* _WHAT THE TASK ASKS_
Filter the data below down to every line that holds the word "mustache", matching case exactly, and copy each of those lines.

* _GIVEN DATA_
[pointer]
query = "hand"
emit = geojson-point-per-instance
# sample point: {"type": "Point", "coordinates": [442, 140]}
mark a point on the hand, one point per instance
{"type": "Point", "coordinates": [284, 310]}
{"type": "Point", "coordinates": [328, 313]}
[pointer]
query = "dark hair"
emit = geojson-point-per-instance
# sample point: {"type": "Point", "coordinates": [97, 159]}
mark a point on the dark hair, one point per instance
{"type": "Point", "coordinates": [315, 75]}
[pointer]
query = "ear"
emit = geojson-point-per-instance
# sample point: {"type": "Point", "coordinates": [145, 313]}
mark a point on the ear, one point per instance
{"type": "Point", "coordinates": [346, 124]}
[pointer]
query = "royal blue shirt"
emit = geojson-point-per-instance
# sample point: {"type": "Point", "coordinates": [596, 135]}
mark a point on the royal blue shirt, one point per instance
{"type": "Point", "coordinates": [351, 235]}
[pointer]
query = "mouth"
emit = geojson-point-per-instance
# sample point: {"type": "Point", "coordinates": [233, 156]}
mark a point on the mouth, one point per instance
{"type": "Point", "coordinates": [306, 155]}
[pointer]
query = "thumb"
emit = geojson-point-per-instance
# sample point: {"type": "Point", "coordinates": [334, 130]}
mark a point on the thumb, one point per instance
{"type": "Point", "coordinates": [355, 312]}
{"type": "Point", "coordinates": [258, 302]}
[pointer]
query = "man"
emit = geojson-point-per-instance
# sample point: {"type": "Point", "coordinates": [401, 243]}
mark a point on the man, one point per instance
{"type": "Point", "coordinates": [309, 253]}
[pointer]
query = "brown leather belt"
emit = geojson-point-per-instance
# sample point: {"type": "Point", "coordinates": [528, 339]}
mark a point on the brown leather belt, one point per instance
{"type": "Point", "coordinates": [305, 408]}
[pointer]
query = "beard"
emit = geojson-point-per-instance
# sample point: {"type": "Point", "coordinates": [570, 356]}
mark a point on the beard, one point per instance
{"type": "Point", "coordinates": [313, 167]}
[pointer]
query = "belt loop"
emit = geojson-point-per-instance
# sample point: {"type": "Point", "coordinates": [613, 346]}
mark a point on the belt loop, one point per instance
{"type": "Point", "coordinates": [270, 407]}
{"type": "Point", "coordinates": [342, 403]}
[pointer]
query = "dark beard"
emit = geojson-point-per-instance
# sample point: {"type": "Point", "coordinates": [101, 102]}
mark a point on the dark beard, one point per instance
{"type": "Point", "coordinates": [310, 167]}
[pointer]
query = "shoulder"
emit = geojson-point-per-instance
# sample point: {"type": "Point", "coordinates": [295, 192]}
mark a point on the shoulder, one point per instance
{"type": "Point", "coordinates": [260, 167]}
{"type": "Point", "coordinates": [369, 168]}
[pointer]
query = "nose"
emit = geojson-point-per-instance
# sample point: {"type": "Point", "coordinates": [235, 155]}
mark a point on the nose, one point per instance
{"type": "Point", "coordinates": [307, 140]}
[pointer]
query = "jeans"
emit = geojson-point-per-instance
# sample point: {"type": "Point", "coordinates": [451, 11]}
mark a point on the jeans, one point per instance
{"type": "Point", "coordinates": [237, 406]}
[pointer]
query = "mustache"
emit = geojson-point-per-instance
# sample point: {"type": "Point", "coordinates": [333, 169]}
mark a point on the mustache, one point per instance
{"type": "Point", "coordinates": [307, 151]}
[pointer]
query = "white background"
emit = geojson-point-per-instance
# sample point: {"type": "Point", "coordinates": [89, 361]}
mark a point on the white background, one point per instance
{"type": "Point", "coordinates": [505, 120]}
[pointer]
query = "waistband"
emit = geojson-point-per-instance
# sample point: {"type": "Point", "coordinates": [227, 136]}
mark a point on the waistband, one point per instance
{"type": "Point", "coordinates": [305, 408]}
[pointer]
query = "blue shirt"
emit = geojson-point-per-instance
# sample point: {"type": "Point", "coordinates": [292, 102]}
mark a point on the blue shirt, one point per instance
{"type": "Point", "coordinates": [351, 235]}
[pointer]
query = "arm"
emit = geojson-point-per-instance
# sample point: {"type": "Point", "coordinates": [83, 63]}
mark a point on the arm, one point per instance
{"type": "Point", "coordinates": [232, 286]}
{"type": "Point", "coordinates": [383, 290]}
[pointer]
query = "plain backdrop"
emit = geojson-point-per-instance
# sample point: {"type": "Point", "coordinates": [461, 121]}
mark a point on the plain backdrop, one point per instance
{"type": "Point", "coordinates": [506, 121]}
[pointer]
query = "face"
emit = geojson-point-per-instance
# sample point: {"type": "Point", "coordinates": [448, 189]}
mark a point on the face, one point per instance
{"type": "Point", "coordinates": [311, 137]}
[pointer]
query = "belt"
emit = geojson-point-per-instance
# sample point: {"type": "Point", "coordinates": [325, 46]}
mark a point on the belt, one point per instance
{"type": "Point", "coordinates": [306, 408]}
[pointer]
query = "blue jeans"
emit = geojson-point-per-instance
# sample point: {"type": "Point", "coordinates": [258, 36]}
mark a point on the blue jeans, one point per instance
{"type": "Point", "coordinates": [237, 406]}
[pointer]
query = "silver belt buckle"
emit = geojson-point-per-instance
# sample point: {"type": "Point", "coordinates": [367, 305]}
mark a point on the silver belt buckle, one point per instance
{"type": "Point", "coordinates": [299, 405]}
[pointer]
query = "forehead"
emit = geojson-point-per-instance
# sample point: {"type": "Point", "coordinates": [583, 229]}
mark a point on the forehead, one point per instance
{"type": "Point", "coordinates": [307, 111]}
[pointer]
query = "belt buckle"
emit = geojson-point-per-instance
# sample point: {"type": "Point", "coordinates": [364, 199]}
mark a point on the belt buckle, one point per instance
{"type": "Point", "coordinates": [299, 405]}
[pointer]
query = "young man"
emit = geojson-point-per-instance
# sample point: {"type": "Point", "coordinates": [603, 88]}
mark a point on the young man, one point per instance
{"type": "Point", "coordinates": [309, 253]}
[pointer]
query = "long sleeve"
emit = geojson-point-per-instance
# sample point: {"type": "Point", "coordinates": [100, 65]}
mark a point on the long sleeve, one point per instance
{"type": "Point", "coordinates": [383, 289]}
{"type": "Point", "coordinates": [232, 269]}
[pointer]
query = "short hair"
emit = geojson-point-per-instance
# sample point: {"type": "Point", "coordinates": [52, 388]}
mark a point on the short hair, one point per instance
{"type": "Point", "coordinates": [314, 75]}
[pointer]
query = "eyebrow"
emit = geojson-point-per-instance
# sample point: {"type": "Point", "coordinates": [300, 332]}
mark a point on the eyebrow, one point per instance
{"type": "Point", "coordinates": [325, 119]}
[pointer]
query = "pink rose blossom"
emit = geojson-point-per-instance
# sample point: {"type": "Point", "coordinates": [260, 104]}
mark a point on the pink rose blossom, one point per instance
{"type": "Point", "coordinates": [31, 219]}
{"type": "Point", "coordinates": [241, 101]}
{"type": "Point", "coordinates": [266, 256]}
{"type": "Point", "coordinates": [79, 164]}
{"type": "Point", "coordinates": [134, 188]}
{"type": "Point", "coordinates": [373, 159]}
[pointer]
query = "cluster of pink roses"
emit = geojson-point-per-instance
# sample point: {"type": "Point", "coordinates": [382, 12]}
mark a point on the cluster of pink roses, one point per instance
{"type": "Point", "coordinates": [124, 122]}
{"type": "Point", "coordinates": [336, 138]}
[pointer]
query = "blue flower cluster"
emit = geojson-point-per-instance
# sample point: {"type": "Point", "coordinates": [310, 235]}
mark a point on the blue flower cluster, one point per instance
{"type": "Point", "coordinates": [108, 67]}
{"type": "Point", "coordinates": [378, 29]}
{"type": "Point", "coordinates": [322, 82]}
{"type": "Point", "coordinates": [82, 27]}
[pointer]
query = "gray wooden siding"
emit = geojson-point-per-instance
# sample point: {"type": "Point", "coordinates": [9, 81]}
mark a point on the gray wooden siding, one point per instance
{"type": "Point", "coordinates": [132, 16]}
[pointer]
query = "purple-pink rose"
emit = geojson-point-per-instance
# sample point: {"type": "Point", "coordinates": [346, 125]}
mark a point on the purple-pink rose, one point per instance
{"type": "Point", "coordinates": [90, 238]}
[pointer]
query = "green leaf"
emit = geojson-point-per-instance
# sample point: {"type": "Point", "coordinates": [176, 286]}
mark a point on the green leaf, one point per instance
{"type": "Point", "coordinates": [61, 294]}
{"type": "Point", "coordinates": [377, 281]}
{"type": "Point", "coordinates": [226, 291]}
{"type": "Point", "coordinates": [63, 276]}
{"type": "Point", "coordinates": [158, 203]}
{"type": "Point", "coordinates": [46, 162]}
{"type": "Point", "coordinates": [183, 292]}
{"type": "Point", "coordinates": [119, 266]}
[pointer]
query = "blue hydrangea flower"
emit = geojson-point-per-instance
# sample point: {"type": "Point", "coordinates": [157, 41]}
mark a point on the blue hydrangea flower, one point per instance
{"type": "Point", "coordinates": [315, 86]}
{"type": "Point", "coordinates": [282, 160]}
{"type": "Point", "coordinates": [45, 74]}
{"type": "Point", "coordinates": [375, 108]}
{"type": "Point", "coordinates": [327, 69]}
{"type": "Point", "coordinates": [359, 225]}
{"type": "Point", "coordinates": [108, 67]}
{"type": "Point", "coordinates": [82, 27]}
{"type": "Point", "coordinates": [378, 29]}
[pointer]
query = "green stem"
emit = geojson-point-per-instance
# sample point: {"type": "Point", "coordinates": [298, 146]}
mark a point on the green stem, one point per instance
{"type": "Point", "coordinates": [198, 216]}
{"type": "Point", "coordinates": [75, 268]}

* _CORRECT RESPONSE_
query = "mustache"
mark a point on the mustache, one point per instance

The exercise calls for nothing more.